• Data to use:
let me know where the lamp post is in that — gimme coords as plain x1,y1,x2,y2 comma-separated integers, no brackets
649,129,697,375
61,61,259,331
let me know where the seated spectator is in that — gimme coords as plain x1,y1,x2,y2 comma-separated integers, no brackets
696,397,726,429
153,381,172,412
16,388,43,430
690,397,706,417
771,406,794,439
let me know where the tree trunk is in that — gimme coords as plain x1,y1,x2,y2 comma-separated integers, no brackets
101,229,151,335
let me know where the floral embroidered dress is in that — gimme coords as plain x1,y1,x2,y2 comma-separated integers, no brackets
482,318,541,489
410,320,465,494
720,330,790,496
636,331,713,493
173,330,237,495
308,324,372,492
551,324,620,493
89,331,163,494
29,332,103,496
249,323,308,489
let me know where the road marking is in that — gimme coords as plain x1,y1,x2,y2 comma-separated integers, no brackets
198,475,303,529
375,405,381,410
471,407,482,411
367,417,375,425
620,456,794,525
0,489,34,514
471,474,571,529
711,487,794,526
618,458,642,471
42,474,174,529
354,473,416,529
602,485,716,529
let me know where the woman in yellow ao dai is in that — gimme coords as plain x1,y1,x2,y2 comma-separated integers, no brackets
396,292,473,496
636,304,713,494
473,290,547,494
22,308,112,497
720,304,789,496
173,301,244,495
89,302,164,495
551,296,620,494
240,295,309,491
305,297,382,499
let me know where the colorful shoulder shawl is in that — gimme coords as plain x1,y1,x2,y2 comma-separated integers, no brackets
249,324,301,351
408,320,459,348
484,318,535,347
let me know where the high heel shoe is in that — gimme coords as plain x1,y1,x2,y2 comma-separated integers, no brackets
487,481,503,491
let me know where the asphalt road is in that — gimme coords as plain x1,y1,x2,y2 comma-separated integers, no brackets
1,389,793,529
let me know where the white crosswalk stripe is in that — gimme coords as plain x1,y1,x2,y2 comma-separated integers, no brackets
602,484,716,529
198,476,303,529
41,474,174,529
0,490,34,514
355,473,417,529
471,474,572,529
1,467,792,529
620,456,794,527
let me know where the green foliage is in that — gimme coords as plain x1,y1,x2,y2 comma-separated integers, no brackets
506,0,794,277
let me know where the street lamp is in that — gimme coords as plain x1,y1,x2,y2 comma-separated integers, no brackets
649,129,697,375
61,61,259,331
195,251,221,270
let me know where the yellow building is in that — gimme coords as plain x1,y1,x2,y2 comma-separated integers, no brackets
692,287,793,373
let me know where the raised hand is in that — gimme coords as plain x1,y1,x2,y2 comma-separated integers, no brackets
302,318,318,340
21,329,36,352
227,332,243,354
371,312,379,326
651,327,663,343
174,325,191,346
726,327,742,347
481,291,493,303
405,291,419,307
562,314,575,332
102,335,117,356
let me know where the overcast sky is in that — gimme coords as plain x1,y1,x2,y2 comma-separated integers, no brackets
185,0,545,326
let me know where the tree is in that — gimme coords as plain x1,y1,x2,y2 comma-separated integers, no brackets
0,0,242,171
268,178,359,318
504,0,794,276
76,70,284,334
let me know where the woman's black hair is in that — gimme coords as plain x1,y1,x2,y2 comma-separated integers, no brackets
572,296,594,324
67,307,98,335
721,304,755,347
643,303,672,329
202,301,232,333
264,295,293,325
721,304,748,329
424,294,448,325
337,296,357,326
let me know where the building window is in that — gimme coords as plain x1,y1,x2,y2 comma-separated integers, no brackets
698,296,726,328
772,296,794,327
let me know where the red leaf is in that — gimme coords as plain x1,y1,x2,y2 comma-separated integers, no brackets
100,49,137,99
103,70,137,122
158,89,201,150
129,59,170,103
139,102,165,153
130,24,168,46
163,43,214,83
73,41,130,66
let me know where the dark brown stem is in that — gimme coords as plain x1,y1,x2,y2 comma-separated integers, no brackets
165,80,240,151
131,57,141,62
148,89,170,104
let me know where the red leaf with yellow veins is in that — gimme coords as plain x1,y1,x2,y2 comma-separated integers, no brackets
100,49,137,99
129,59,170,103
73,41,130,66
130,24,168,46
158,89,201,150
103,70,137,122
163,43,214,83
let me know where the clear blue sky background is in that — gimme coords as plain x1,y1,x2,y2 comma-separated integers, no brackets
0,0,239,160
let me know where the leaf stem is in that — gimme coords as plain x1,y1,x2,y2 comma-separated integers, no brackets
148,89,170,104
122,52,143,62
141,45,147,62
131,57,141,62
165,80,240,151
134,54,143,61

• Work to be completed:
A word-for-word copy of the data is what should be returned.

• Expected answer:
let me know where the lamp post is in that — gimme coords as plain x1,y1,x2,y2 comma-separated integers, no brackets
649,129,697,375
61,61,259,331
let me know where the seated spectator is in that — gimme coords as plain x1,y1,x2,y2 comma-separated integers, no brackets
696,397,726,429
153,381,172,412
16,388,43,430
690,397,706,417
771,406,794,439
let me know where the tree trunk is in that — gimme coords as plain x1,y1,x2,y2 comma-separated integers, no brackets
101,229,151,335
let me know where the floral embroidered dress is in that — gimme coords as plain x1,y1,x2,y2 comma-separated integers, no brackets
482,318,541,489
410,320,465,494
720,330,790,496
636,331,713,493
173,330,237,495
308,324,372,492
551,324,620,493
89,331,163,494
29,332,103,496
249,323,308,489
let me know where the road marking is in that — gimme coords as plain x1,y1,x2,y2 comma-separated integers, no brackets
198,475,303,529
375,405,381,410
471,407,482,411
367,417,375,425
620,456,794,525
0,489,34,514
471,474,571,529
711,487,794,526
618,458,642,471
42,474,174,529
354,473,416,529
602,485,716,529
let me know where the woman in yellow ao dai is in that — gimme coords as plain x1,y1,x2,y2 comma-separated integers, no brackets
396,292,473,496
636,304,713,494
473,290,547,494
22,308,112,497
720,304,789,496
173,301,244,495
89,302,164,495
551,296,620,494
240,295,309,491
305,297,382,499
let me know where the colorful shoulder shawl is in that — gimme coords as plain x1,y1,x2,y2 comma-separated integers, no brackets
249,324,301,351
408,320,459,348
484,318,535,347
let me know where the high heel shoe is in that — gimme coords as plain x1,y1,x2,y2 comma-separated integers, no brackets
487,481,503,491
let me know where the asphalt road is in that — gimme coords as plain x1,y1,x2,y2 comma-separated integers, no brackets
1,389,793,529
let me know where the white crosswalk stripe is in that — gimme coords as plain x1,y1,x2,y2 comma-separated integers, no brackets
602,484,716,529
198,476,303,529
41,474,174,529
0,490,34,514
355,473,417,529
471,474,572,529
1,467,792,529
620,456,794,527
let me know where the green foliage is in that — gimme coords as plain x1,y1,x2,y2 comma-separated integers, no brackets
506,0,794,277
let me know where the street lamp is in that — gimme coords as plain x1,y1,x2,y2 comma-separated integers, no brackets
649,129,697,375
61,61,259,331
195,251,221,270
let me know where the yellow building is in that — gimme coords as plain x1,y1,x2,y2 comma-separated integers, no brackets
692,287,793,373
let me know where the raised hand is in that — gimme coords as plain x1,y1,x2,y2 comma-separated integers, no brackets
302,318,318,340
21,329,36,352
227,332,243,354
371,312,379,326
651,327,663,343
174,325,191,346
726,327,742,347
481,291,493,303
405,291,419,307
562,314,575,332
102,335,117,356
let me know where the overcast sky is in that — gimme coords as plain x1,y1,x2,y2 comma-separated integers, no brackets
185,0,545,326
let me know where the tree is in that — gimme coords as plain x1,y1,x2,y2 comma-separated integers, no brackets
0,0,242,171
268,178,359,318
504,0,794,276
76,70,284,334
let me know where the woman's black hair is in that — gimme coords as plain x1,y1,x2,y2 comma-separated integers, no brackets
572,296,594,324
67,307,98,335
721,304,755,347
643,303,672,329
202,301,232,333
264,295,293,325
721,304,748,329
424,294,448,325
337,296,357,326
let me know where the building window is in that — gimme coords as plain x1,y1,x2,y2 comma-separated integers, no brackets
698,296,726,328
772,296,794,327
let me know where the red leaf is in that — gimme coords as plain x1,y1,x2,y2 comma-separated integers, no brackets
100,49,137,99
103,70,137,122
158,89,201,150
129,59,170,103
139,102,165,153
130,24,168,46
163,43,214,83
73,41,130,66
let me know where the dark brown stem is in that — gimme coords as plain x1,y1,x2,y2 comma-separated integers, no brackets
165,80,240,151
131,57,141,62
148,89,170,104
let me know where the red leaf with yellow veins is in that — gimme coords as plain x1,y1,x2,y2 comma-separated integers, no brackets
100,49,137,99
129,59,170,103
73,41,130,66
130,24,168,46
158,89,201,150
103,70,137,122
163,43,214,83
let me know where the clear blue sky background is in that — gimme coords as plain x1,y1,x2,y2 comma-separated integers, no brackets
0,0,239,160
let me know where the leaf stem is in that — gimme coords as plain x1,y1,x2,y2 comma-separated integers, no brackets
148,89,170,104
122,52,143,62
141,45,147,62
131,57,141,62
165,80,240,151
134,54,143,61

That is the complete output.